- _Task instructions_:
Take the entries below and give them back exactly. Leave out nothing.

----------

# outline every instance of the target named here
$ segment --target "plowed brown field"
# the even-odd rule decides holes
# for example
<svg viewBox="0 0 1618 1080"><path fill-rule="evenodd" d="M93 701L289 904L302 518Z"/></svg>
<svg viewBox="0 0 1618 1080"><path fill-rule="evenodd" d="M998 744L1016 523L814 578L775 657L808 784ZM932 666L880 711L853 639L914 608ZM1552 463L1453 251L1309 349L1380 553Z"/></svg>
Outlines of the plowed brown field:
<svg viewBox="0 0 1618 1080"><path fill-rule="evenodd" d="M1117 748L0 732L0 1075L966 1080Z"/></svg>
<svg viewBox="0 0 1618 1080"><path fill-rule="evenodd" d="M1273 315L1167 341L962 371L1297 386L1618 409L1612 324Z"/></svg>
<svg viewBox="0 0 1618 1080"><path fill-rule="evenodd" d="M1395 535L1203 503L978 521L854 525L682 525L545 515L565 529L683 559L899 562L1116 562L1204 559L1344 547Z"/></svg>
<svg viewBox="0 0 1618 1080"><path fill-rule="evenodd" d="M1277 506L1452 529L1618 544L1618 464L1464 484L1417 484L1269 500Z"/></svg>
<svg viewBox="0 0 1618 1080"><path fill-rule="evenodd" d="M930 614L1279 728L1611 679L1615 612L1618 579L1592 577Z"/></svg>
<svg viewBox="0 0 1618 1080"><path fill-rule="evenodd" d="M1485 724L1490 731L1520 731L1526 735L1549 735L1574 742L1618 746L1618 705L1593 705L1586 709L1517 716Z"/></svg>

----------

- _Reply to the task_:
# outline every instance of the target named here
$ segment --target "plowed brown field"
# the even-odd rule decides holes
# for example
<svg viewBox="0 0 1618 1080"><path fill-rule="evenodd" d="M93 701L289 904L302 518Z"/></svg>
<svg viewBox="0 0 1618 1080"><path fill-rule="evenodd" d="M998 744L1016 523L814 578L775 657L808 784ZM932 666L880 711L853 639L914 608ZM1552 463L1453 251L1309 349L1380 553Z"/></svg>
Outlines of the plowed brown field:
<svg viewBox="0 0 1618 1080"><path fill-rule="evenodd" d="M1117 748L0 732L0 1075L966 1080Z"/></svg>
<svg viewBox="0 0 1618 1080"><path fill-rule="evenodd" d="M1273 315L1167 341L962 371L1297 386L1618 409L1612 324Z"/></svg>
<svg viewBox="0 0 1618 1080"><path fill-rule="evenodd" d="M1395 535L1203 503L978 521L854 525L682 525L545 515L565 529L683 559L899 562L1116 562L1204 559L1344 547Z"/></svg>
<svg viewBox="0 0 1618 1080"><path fill-rule="evenodd" d="M1277 506L1452 529L1618 544L1618 464L1464 484L1417 484L1269 500Z"/></svg>
<svg viewBox="0 0 1618 1080"><path fill-rule="evenodd" d="M930 614L1279 728L1611 679L1615 612L1618 579L1592 577Z"/></svg>
<svg viewBox="0 0 1618 1080"><path fill-rule="evenodd" d="M1485 724L1490 731L1520 731L1526 735L1549 735L1574 742L1618 746L1618 705L1593 705L1586 709L1517 716Z"/></svg>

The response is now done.